[Stored dataset items]
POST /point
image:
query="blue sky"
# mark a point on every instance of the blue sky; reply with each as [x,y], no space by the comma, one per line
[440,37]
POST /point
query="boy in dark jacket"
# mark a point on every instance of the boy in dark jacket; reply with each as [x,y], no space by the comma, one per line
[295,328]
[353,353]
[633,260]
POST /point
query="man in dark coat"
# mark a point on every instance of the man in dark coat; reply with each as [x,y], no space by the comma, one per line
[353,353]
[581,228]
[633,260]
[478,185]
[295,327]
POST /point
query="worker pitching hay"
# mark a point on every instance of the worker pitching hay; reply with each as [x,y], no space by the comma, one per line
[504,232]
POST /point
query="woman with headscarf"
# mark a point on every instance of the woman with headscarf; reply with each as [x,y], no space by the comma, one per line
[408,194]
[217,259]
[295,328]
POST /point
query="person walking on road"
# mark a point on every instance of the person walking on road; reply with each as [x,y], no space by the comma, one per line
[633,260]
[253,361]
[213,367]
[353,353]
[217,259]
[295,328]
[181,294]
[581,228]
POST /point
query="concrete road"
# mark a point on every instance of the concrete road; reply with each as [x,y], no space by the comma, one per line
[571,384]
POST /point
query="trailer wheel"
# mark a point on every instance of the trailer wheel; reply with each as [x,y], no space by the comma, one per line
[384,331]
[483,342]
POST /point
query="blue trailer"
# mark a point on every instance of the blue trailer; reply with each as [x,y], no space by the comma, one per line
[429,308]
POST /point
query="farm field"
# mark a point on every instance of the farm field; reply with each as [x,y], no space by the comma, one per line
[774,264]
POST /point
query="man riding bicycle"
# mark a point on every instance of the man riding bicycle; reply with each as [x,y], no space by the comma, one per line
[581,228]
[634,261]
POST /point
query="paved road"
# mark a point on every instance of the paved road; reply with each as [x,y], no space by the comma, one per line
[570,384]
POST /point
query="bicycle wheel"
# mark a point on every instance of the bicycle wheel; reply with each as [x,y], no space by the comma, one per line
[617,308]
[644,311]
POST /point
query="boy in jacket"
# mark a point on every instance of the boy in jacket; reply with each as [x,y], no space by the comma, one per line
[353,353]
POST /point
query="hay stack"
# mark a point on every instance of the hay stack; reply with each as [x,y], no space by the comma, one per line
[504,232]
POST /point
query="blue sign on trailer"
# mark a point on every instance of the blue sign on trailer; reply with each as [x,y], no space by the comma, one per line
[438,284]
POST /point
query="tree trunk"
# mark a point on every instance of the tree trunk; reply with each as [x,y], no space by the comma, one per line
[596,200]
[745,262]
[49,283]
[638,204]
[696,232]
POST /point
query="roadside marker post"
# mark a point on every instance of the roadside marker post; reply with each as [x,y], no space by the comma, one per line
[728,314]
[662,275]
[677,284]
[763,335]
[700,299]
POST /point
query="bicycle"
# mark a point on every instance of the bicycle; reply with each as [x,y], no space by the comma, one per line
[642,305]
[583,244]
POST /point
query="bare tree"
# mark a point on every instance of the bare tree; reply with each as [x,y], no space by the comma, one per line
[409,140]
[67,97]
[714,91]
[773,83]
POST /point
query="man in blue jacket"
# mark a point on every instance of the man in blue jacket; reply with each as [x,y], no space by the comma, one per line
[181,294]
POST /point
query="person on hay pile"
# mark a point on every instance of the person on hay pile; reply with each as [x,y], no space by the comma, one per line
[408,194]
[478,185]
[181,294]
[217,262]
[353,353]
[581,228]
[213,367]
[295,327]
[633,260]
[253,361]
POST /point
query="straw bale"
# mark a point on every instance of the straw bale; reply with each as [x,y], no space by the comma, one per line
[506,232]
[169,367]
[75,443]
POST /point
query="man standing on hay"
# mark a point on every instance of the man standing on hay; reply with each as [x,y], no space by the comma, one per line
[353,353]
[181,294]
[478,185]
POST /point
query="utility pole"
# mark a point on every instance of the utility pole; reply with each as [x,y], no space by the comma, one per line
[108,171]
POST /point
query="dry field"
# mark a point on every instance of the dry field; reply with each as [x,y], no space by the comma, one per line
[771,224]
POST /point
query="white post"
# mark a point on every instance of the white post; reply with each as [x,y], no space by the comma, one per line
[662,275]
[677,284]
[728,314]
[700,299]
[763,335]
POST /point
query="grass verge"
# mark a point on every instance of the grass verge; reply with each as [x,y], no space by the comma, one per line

▶ _Work required_
In the records above, find every line with the word "verge" and copy it.

▶ _Completed exercise_
query="grass verge"
# mark a point on every instance of the grass verge; reply with each as [x,y], no space by the comma, one per line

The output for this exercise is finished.